> **What the exercise asks**: Continue the blog post below about finishing a novel and the story idea from a dream, starting after its final sentence.

> **Document extract**:
--------

On the somewhat plus side, I’m nearly done with the novel.  It’s slow going, my normal cruising speed has been down  to a third because I’m having to carefully pull together two storylines and three POV characters.  And here I thought the ending would be a cakewalk to write.  Nothing is predictable about this process, is it?  Technically I gave myself the deadline of the end of the month, but I’ve got about 15k words left I think.  So it’s not going to be done tomorrow.  By the weekend though, hopefully.  Then I can put it aside and worry about something else for a while.  (And maybe, by the time I’m done I’ll know about my WotF entry? Maybe… though I suppose at this stage no news could be good news.)

Don’t worry. I haven’t been rejected to death yet.  I promised myself ten novels and ten years.  Will I be a ranting crazy person or a catatonic ball by the end? Perhaps.  Or I might be a selling writer.

Only one way to be the latter: Finish this damn novel.

Sometimes it Pours

Woke up at 4am because of the cat.  Stayed awake because I’d been having an awesome dream about being a stowaway on an alien ship that then got attacked by pirates and knew it could be a super cool short story.  Normally when I have a story idea it has to brew for a week or a month or a year.  Apparently all this one wanted was about 4 hours.

--------

> **Dataset section**:
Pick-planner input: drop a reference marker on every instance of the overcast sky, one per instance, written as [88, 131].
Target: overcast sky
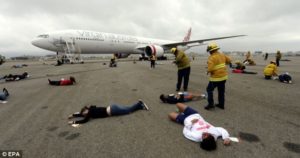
[269, 24]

--------

> **The answer**:
Well, it’s a story anyway.  After 7.5 hours of nearly continuous writing, the monstrosity that is “Crawlies” is now complete.  After a “oh god how messy is this” editing pass it stands at 7715 words.  Bleh.  I was aiming for 4000.  Is this what plot does?  Cause baby, this story has plot.  Hell, it’s got everyting. Provided that everything means aliens, pirates, an 11 year old protagonist, bombs, and exploding head jokes.  My research firefox window currently has open windows from wikipedia for oxygen toxicity, acute respiratory distress syndrome, and squid.  Lord save me, there’s even slang.  It was like this character waltzed into my head and wouldn’t shut the hell up.  Of course, she’s 11, she doesn’t shut the hell out anyway.  I wish writing was always this easy.  Even if it doesn’t let me do anything else.

Now that my work day is gone, I’m going to go eat something (sorta forgot to do that in the ‘writer will finish or she gets the hose again’ fog I’ve been in most of today).

In the other kinda of ego-boosting news (no, not the yet again “close but try again” rejection I got today), one of my poetry chapbooks sold at the bookstore COLD.  As in a random stranger who is no relation to me chose my little self-published being sold on commission chapbook all by himself with no arm twisting from my mother and paid COLD DELICIOUS CASH for it.  I feel pretty good about that.  Poetry is hard to sell, and this means that mine was good enough to attract a random human’s interest.  Or you know, so bad he couldn’t resist buying it to chortle at the next wine and schadenfreude party.  I’m going to believe the former.  For my peanut-sized ego’s sake.

Ok, now, to post this monstrous new baby of mine somewhere for critique.  Oh why oh why is it so long?  Curse you baby.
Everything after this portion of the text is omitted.